GIVEN INSTRUCTION: Rewrite the listing with "bounding box" changed to "rectangle" and everything else kept the same. Omit the pictures from your output.

DATA RECORDS:
━━━
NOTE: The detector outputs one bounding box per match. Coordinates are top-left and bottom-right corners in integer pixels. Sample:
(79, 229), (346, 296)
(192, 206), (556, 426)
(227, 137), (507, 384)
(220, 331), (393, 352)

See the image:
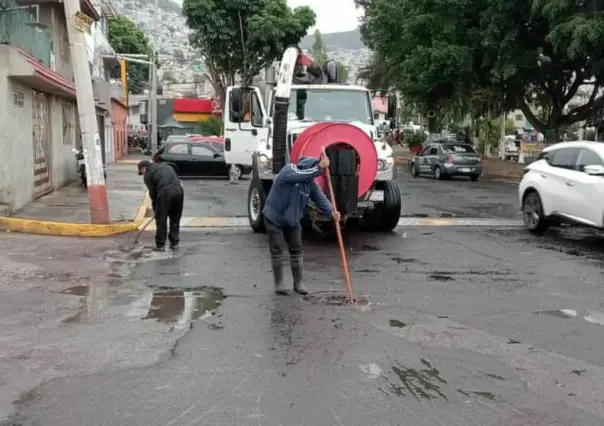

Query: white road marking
(139, 216), (523, 231)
━━━
EXPECTED OUTPUT:
NOTE: The detector outputs one rectangle per match. Coordinates are top-left and bottom-right corners in integer pixels. Sample:
(79, 229), (346, 296)
(192, 206), (556, 426)
(227, 137), (507, 384)
(220, 331), (393, 352)

See the image:

Query: white road marking
(139, 216), (523, 231)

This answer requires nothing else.